**Task to complete:** Repeat word for word everything from the line containing "If you could point to the window" to the end of the listing, first and last lines included, and only that.

**The data:**
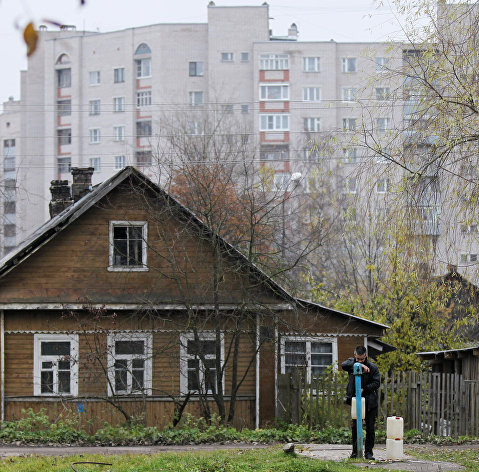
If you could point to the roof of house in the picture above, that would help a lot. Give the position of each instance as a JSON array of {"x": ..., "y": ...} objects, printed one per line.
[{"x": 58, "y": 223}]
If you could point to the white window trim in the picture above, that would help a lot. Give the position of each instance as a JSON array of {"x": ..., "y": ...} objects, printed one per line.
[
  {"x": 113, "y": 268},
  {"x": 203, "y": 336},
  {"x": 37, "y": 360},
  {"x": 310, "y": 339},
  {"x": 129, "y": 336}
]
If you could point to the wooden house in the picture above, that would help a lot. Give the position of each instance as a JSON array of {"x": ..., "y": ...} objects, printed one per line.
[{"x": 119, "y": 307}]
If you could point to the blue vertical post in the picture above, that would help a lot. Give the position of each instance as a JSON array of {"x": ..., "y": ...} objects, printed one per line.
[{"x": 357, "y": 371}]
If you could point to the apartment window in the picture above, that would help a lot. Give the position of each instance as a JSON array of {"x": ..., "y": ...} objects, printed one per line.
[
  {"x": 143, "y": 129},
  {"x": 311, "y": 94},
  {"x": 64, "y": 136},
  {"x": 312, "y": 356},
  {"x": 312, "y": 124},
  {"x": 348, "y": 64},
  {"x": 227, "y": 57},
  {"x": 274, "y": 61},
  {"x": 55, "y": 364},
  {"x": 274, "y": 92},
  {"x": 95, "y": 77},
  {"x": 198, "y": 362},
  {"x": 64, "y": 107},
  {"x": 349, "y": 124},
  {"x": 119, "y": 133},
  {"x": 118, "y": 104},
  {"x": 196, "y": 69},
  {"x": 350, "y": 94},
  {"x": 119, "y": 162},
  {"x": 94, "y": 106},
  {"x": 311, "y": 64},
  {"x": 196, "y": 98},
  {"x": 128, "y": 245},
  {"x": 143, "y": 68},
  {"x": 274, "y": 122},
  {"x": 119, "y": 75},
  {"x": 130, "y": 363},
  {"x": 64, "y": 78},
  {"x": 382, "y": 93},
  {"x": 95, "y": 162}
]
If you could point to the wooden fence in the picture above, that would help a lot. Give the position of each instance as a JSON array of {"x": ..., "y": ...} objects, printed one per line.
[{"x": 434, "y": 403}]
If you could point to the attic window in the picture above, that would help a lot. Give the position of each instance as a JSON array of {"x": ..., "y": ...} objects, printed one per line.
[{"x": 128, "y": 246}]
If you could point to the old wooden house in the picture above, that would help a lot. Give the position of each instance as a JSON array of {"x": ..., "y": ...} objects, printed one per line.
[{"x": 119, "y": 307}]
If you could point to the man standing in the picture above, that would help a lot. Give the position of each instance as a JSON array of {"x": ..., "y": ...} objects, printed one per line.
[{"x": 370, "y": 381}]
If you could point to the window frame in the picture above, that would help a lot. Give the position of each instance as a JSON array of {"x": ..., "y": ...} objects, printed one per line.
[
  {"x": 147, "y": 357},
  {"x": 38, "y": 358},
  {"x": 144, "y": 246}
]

**Problem solution:**
If you could point to the window frame in the picture above, that would help a lot. Give the position of each instance as a JSON array of {"x": ..., "y": ...} objects, printed one per line.
[
  {"x": 147, "y": 357},
  {"x": 38, "y": 358},
  {"x": 144, "y": 246}
]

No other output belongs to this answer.